_Written task 1_
Quote the text below about Stord/Haugesund University College word for word, from "Stord/Haugesund University College (HSH), Norwegian: Høgskolen" up to and including "an external institution.".

--- start of Text provided ---

Stord/Haugesund University College
- Type: State College
- Established: 1994
- Rector: Gunnar Yttri
- Administrative staff: 260
- Students: 2700
- Location: Haugesund, Stord,, Norway
- Campus: Haugesund, Stord;
- Website: https://hvl.no

= Stord/Haugesund University College =

Educational institution in Norway

Stord/Haugesund University College (HSH), Norwegian: Høgskolen Stord/Haugesund) was a medium sized state university college in Norway before it was merged with Bergen University College and Sogn og Fjordane University College to become HVL. The university college offered bachelor's and master's degrees in various fields (including information and communication technology, safety management, health sciences, and marine studies) and courses for professionals. The university college also had several PhD students working in various disciplines. The institution did not have the power to award doctoral degrees which must be awarded by an external institution.

--- end of Text provided ---
--- start of Given entries ---

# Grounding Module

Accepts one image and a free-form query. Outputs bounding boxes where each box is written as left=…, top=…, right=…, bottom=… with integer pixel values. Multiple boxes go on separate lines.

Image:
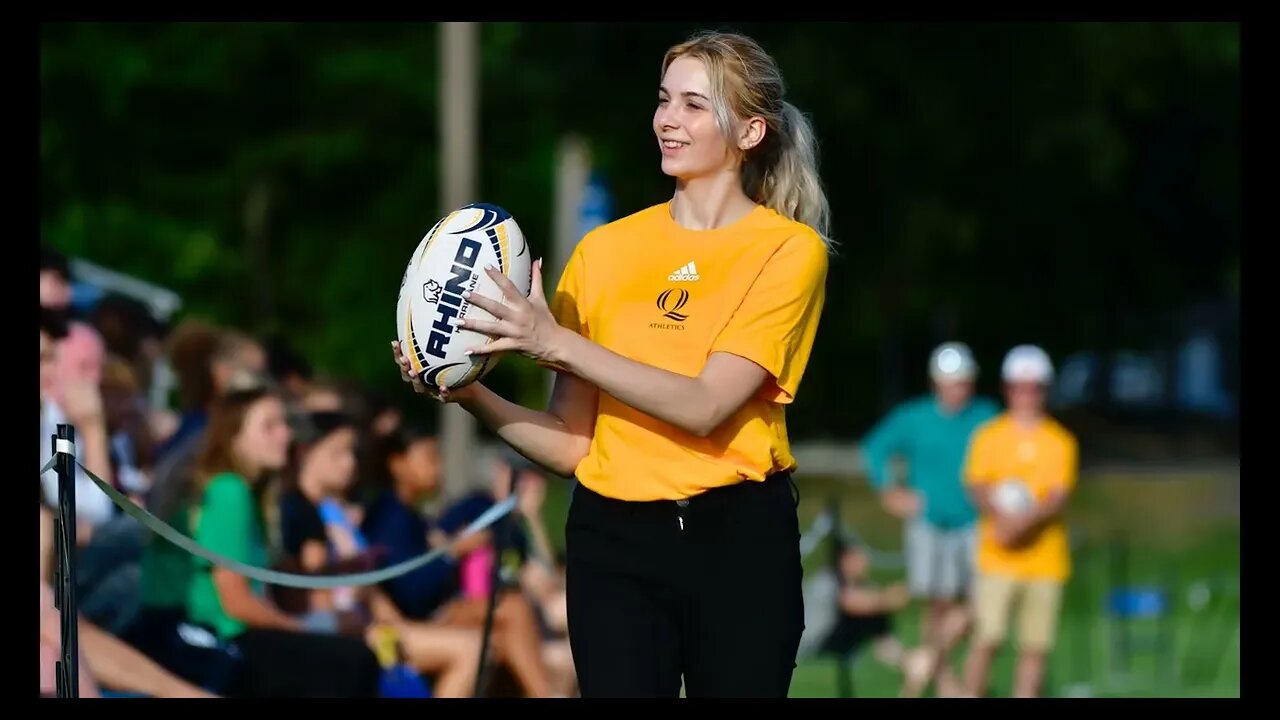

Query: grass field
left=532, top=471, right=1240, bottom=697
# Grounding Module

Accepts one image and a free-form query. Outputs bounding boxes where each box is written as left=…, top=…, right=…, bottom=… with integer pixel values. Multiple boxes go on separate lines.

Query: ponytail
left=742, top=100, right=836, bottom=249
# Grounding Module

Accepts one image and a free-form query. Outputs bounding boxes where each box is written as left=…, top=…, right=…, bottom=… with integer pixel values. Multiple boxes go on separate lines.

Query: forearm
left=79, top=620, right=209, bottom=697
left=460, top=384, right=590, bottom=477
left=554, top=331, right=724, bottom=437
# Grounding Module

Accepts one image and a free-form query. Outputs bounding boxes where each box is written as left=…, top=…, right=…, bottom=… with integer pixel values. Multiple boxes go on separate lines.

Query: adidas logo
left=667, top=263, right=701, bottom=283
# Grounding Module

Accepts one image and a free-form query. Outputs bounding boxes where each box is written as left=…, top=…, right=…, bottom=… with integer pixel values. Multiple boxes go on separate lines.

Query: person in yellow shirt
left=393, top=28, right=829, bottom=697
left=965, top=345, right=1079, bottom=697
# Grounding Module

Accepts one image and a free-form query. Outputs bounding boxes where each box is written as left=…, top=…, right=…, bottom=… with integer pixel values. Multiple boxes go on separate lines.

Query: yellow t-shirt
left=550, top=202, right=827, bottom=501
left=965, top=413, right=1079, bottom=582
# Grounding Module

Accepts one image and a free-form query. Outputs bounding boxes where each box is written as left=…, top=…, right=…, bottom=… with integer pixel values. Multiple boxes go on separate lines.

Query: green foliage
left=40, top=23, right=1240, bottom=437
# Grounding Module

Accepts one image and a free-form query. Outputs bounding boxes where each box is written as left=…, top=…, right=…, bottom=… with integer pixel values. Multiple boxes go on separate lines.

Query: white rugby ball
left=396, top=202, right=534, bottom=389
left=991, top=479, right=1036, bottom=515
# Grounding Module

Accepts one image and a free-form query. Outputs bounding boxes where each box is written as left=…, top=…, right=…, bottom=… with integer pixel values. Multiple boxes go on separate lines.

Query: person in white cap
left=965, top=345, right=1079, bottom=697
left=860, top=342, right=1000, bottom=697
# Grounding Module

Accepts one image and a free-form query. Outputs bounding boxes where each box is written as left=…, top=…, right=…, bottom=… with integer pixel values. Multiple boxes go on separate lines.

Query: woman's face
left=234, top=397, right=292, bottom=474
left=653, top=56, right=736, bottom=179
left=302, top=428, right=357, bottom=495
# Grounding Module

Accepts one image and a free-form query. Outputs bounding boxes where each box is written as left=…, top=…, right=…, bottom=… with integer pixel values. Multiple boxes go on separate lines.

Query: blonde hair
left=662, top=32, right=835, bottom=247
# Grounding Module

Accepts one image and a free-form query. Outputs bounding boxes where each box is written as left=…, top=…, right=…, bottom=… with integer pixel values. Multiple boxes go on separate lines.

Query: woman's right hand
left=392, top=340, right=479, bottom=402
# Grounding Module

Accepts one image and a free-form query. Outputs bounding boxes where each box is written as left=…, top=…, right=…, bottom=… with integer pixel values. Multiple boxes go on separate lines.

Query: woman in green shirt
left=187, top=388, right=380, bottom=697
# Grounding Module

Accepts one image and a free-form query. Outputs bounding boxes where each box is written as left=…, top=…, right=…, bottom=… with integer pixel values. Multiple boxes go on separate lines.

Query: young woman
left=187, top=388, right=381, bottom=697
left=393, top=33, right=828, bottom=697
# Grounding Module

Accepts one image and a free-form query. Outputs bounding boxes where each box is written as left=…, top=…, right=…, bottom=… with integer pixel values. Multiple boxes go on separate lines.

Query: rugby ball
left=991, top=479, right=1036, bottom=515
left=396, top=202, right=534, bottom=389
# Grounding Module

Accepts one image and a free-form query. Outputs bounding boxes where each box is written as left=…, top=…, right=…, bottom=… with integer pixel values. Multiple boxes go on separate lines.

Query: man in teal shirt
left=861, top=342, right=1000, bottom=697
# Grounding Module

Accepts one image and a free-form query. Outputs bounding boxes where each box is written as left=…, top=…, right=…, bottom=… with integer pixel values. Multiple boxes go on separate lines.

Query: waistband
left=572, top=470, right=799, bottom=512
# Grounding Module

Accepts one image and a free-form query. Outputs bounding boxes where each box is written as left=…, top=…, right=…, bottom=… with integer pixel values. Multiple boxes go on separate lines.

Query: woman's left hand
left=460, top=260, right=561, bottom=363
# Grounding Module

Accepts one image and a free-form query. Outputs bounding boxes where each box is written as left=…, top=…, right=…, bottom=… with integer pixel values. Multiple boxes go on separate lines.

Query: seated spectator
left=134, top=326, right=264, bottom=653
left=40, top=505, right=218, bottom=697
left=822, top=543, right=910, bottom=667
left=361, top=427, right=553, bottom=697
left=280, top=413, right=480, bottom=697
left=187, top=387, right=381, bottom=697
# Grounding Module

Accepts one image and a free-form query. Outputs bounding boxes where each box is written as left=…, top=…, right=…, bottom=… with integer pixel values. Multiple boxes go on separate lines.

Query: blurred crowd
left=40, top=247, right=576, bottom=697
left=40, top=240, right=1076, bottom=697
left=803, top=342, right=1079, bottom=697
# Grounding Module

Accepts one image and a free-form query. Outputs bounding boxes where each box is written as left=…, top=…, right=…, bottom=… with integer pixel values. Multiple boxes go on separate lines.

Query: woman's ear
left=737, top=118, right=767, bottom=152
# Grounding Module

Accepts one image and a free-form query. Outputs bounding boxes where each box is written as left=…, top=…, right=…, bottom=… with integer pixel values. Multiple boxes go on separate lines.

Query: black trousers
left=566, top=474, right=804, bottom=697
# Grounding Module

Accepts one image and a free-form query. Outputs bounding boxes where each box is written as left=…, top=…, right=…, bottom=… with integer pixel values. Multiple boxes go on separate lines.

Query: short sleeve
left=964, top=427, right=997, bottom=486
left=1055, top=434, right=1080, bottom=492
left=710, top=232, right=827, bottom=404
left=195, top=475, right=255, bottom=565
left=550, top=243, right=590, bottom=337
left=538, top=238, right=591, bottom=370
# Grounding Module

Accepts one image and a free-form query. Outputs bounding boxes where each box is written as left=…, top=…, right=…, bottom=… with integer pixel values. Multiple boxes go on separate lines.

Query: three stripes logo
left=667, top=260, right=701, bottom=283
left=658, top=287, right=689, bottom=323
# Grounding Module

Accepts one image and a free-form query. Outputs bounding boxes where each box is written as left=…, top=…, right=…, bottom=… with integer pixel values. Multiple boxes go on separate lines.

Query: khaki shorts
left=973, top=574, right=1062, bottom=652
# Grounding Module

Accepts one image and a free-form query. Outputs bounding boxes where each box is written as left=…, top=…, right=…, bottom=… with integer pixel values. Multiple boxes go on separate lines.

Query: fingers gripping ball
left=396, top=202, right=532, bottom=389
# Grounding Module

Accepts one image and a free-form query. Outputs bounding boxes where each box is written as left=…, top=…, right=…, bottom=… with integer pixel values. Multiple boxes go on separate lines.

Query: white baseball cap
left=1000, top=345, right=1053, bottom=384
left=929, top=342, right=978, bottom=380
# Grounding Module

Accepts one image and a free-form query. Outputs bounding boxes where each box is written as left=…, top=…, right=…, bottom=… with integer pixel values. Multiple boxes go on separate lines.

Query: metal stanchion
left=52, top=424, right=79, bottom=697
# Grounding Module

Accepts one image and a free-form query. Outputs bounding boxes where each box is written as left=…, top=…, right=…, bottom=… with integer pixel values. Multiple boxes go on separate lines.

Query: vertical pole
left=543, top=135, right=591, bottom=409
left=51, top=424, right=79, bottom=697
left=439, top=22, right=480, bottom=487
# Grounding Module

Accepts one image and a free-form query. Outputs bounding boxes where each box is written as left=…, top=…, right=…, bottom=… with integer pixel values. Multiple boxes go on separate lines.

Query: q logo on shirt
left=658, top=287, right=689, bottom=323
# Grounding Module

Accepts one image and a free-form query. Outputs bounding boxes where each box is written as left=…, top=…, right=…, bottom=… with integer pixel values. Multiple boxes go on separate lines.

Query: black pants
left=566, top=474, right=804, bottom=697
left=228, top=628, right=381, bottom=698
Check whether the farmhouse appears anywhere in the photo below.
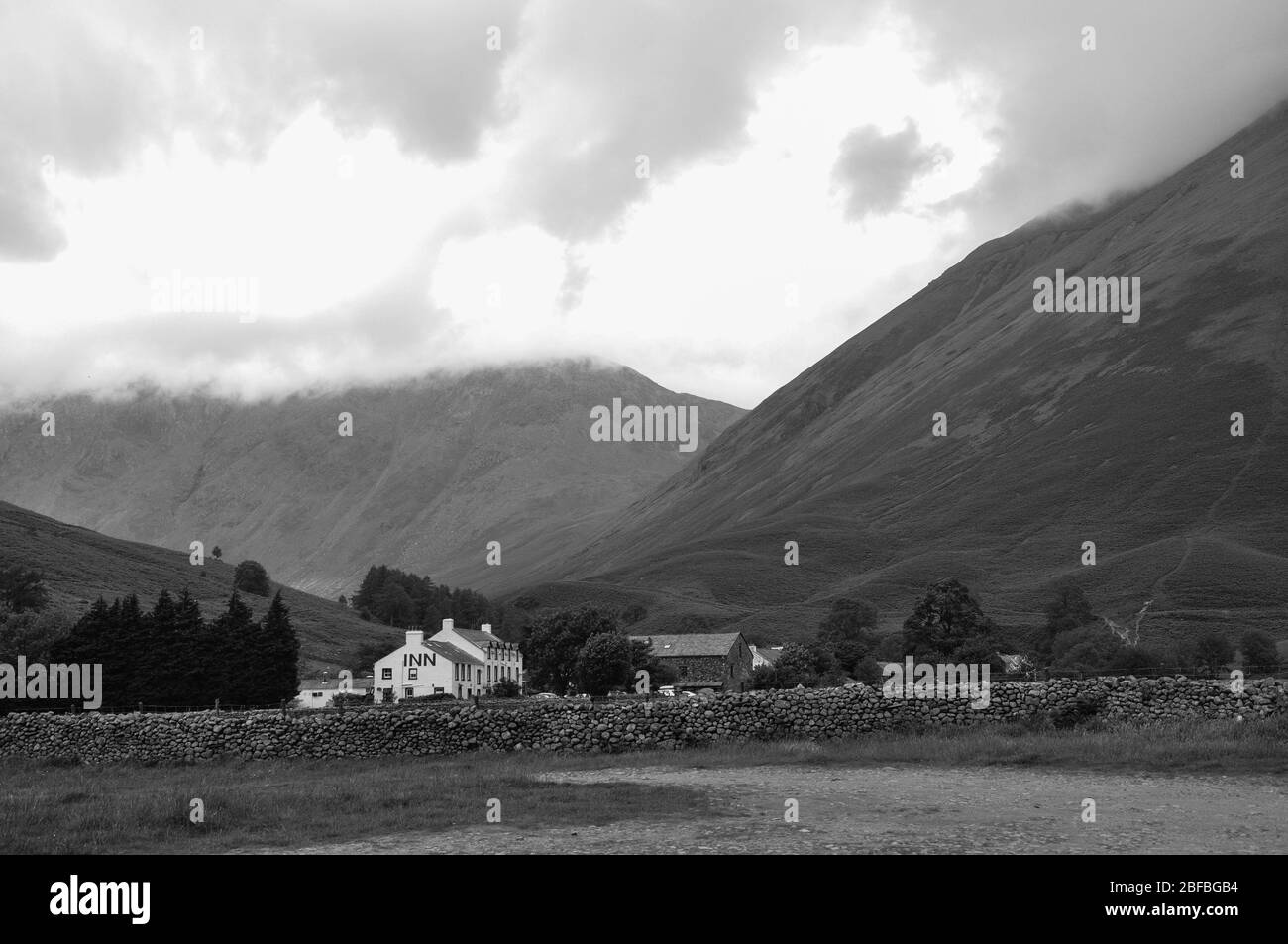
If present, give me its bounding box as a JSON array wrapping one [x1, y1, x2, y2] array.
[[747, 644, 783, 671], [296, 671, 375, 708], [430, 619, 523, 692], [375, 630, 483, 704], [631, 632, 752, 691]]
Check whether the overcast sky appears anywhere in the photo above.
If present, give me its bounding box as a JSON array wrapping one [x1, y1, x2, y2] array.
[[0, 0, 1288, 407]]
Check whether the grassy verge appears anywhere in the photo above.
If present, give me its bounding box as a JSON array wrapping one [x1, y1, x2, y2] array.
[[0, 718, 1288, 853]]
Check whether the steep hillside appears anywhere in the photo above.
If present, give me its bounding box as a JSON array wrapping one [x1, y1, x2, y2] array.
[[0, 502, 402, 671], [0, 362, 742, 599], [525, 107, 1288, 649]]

--- end of Given entries ---

_Written task 2_
Print the entries above exactly, starting at their very first line and going up to and including the line with "left=532, top=471, right=1240, bottom=697". Leave out the pictures.

_Problem solution 1_
Stord/Haugesund University College (HSH), Norwegian: Høgskolen Stord/Haugesund) was a medium sized state university college in Norway before it was merged with Bergen University College and Sogn og Fjordane University College to become HVL. The university college offered bachelor's and master's degrees in various fields (including information and communication technology, safety management, health sciences, and marine studies) and courses for professionals. The university college also had several PhD students working in various disciplines. The institution did not have the power to award doctoral degrees which must be awarded by an external institution.

_Problem solution 2_
# Grounding Module

Accepts one image and a free-form query. Outputs bounding boxes where each box is written as left=…, top=…, right=…, bottom=… with integer pixel values. Multiple boxes go on separate lines.

Image:

Query: grass field
left=532, top=471, right=1240, bottom=697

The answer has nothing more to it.